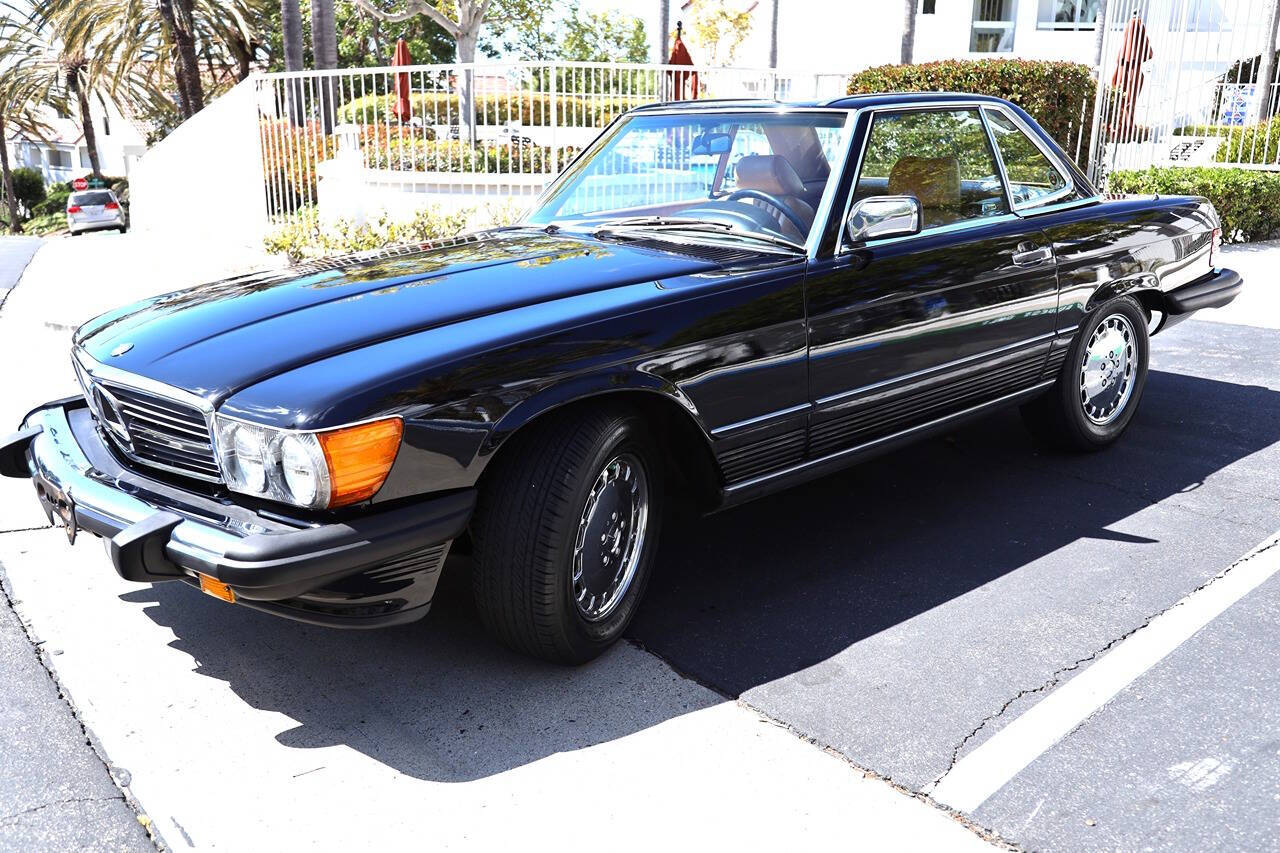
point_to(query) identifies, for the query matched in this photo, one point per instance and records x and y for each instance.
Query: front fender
(583, 387)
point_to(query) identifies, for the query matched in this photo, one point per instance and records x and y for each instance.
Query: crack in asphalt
(986, 834)
(1056, 676)
(16, 816)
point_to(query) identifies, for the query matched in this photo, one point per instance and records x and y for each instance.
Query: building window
(1068, 14)
(992, 27)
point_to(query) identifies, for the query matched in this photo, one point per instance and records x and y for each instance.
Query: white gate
(1182, 83)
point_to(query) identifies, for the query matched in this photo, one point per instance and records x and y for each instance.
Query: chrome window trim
(94, 369)
(1068, 190)
(844, 246)
(775, 108)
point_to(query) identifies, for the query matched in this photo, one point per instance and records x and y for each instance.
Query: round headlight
(247, 454)
(301, 464)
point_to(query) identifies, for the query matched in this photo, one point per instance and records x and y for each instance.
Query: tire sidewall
(1102, 434)
(626, 434)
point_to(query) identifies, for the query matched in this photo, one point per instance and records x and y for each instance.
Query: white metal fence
(1180, 85)
(343, 144)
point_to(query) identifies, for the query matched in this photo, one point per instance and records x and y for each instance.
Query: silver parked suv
(94, 210)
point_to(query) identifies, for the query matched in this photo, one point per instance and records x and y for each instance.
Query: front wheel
(1101, 382)
(565, 532)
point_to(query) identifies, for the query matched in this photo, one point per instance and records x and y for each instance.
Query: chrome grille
(156, 430)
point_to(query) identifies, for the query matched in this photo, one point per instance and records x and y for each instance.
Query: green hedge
(1252, 144)
(1050, 91)
(531, 109)
(1247, 200)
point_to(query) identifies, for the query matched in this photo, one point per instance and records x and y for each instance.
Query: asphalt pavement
(55, 790)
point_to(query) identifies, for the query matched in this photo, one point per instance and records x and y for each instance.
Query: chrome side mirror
(878, 217)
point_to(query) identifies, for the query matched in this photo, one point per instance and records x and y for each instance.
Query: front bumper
(365, 571)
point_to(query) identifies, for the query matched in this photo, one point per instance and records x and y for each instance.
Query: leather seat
(775, 176)
(936, 185)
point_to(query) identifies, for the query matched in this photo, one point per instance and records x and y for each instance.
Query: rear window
(92, 197)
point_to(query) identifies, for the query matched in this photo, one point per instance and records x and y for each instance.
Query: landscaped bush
(1252, 144)
(28, 187)
(307, 238)
(1052, 92)
(531, 109)
(1247, 200)
(449, 155)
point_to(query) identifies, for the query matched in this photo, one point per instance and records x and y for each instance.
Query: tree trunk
(291, 31)
(1267, 72)
(77, 87)
(466, 42)
(773, 36)
(908, 31)
(324, 48)
(14, 228)
(186, 63)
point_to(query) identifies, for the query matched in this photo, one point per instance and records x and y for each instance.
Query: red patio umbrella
(402, 109)
(1127, 78)
(681, 85)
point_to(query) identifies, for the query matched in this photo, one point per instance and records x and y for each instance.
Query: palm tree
(42, 68)
(908, 31)
(165, 39)
(324, 50)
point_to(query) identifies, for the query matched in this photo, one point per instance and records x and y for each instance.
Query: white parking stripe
(988, 767)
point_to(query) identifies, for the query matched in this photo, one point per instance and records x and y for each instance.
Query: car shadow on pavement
(739, 598)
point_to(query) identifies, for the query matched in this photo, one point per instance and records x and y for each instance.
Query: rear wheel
(565, 532)
(1101, 382)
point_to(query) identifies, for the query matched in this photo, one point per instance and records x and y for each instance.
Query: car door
(913, 328)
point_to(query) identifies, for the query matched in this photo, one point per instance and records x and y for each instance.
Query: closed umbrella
(1127, 78)
(681, 85)
(402, 108)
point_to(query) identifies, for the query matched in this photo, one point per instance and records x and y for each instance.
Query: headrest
(933, 181)
(768, 173)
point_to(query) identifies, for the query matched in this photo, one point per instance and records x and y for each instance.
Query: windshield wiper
(677, 224)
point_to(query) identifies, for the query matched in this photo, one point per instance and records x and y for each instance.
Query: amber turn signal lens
(216, 588)
(359, 459)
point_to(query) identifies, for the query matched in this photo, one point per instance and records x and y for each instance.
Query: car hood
(218, 338)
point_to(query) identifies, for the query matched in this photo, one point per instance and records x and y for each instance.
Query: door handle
(1028, 256)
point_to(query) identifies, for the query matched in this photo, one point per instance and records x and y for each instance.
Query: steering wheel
(771, 200)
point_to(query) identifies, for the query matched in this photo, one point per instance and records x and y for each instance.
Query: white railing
(1196, 99)
(343, 144)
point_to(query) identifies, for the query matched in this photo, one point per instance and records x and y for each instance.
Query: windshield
(748, 173)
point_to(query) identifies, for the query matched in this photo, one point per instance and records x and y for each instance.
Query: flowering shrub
(304, 237)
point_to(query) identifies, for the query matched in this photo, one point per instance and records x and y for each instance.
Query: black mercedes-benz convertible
(718, 300)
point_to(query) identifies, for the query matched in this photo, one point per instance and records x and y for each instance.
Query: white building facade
(62, 154)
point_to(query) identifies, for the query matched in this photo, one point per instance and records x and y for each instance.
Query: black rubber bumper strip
(1211, 291)
(273, 566)
(13, 452)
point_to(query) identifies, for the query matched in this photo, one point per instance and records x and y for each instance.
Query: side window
(1033, 179)
(749, 140)
(942, 158)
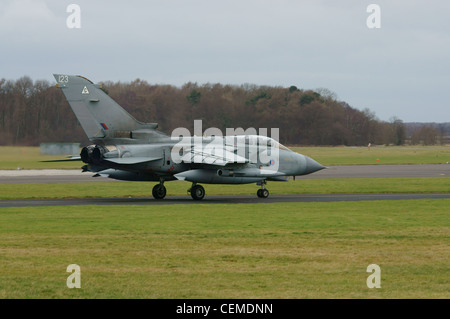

:::::

### Problem statement
Reproduce all entries without any change, and omit the pictures.

### Finished task
point_to(query) identifies, for the query matched in this photo, one point per instance and records x and y for each instance.
Query: front fender
(583, 387)
point_to(query) identifies, for the query matched in this photo, one point per instance and records x and y for each instance.
Query: crack in asphalt
(986, 834)
(1056, 676)
(16, 816)
point_to(query) identifies, for the query matched in this photo, one point per instance and records x and y for each instance.
Query: building window
(1068, 14)
(992, 27)
point_to(query) identifies, for the query matched in this photo, one point per instance and records x and y for each instance.
Query: white gate
(1182, 83)
point_to(query) identifies, for the query matched in this photo, one point per instance and records x and y for each instance.
Query: chrome window trim
(94, 369)
(1068, 190)
(844, 246)
(775, 108)
point_to(query) identifies, for the query matched in this photo, one point per instance and records x and y for each instance.
Query: round headlight
(247, 454)
(301, 464)
point_to(query) identifies, for the query matched in this photo, one point per instance and records x and y for each instance.
Query: tire sidewall
(1102, 434)
(626, 434)
point_to(query) identifies, for the query matched in this photo, one point per instance and records x and y for each instance.
Query: white metal fence
(1180, 85)
(343, 144)
point_to(query) identifies, for the query matched in this photo, one point per instance and records x and y for each instance.
Query: silver parked suv
(94, 210)
point_to(query) identifies, for the query matched in this photo, one point per instance and records x and y for each instance.
Query: front wheel
(1101, 382)
(565, 532)
point_to(query) identifies, for the query matched in this photo, one point per instance and records x and y for each instance.
Query: chrome grille
(156, 430)
point_to(query) identifies, for the query matched in this photo, one point per instance and records x and y for each instance.
Query: green hedge
(1252, 144)
(1050, 91)
(531, 109)
(1247, 200)
point_to(query) identifies, for the query matched in this photo, one point per instance and records x and y for each instance.
Query: asphalt pavement
(55, 790)
point_to(query) identifies, for the query matched in this photo, one point per instance and records x and y for each instance.
Query: chrome side mirror
(878, 217)
point_to(query) identifies, for the query matched in this photo, one point per instance and records x and y for each instance.
Query: front bumper
(365, 571)
point_to(query) identifies, for the query matched in this photo, one point per instance and records x and y for each instance.
Query: leather seat
(775, 176)
(936, 185)
point_to(query) identifies, for the query matched in this photo, one point per instance and records x and y for each instance.
Query: rear window
(92, 197)
point_to(query) identifies, for the query matched in this photo, one point per instance and records x and y for each instance.
Query: landscaped bush
(1252, 144)
(28, 187)
(307, 238)
(1052, 92)
(531, 109)
(1247, 200)
(449, 155)
point_to(query) identifies, for the query matched in this photo, one point per instance and records x and y for each instance.
Query: tree trunk
(291, 31)
(1267, 72)
(77, 87)
(466, 42)
(773, 36)
(908, 31)
(324, 48)
(14, 228)
(186, 63)
point_to(query) identifies, for the query matched in this photo, one point per instance and records x and y for each instance.
Query: red patio umbrella
(402, 109)
(1127, 78)
(681, 85)
point_to(query) identifies, for the query matched in this photo, one point per instance and records x and y for each instance.
Query: palm tree
(42, 68)
(908, 31)
(165, 39)
(324, 50)
point_to(query) identifies, for the query matched in this photo, one point per instance and records x and y for each instance.
Query: white parking stripe
(988, 767)
point_to(query) identifies, for the query matched in this photo, one point per instance and records x and y for each instance.
Query: car shadow on pavement
(739, 598)
point_to(query) identifies, for the query matched in this photo, one point per instance and records x and y for each instance.
Query: rear wheel
(565, 532)
(1101, 382)
point_to(query) identifies, for the query matched in this photo, one point per instance and records x and y for each instance.
Query: car door
(913, 328)
point_to(query) identifies, for the query matched in this photo, one point per instance and records x and y for each instance.
Query: closed umbrella
(1127, 78)
(681, 85)
(402, 108)
point_to(query) identifies, for the query matched in this photo, one point per instance and records x and y for each instance.
Query: headrest
(933, 181)
(768, 173)
point_to(query) identifies, for the query matched in this photo, one point per instance and records x and y for each instance.
Query: windshield wiper
(677, 224)
point_to(query) identifies, for the query matched in this photo, one point per instance and records x and y for each instance.
Query: amber turn signal lens
(216, 588)
(359, 459)
point_to(query) identifies, for the query matched in this photo, one point per instance and records x and y for each instance.
Query: car hood
(218, 338)
point_to(query) identifies, for the query matched in this photo, one point per instance and records x and y for each instance.
Query: door handle
(1028, 256)
point_to(query) identifies, for the query matched in this photo, one point per instance and records x and y for each instance.
Query: steering wheel
(771, 200)
point_to(query) identifies, for the query matched in this photo, one point per instance and records x and y for each instance.
Query: white railing
(1196, 99)
(343, 144)
point_to(query) identifies, for the query matched in this photo, one point per instance and records x and y for each instance.
Query: windshield
(748, 173)
point_to(query) identifies, for the query matched in this photo, one point per instance and records x and y for each instance.
Query: flowering shrub
(304, 237)
point_to(query) identifies, for the query matched in this photo, one point per instance and records x and y for each instance.
Query: black mercedes-benz convertible
(718, 300)
point_to(query) identifies, for the query matched in this photo, one point per instance and records x and y for each instance.
Query: white building facade
(62, 154)
point_to(query) identifies, for the query matched in this photo, one point per instance and records x and y for each instance.
Query: black rubber bumper strip
(1211, 291)
(273, 566)
(13, 452)
point_to(query) identifies, for the query matched in this photo, one point per instance and records x and y for each instance.
Query: side window
(1033, 179)
(749, 140)
(942, 158)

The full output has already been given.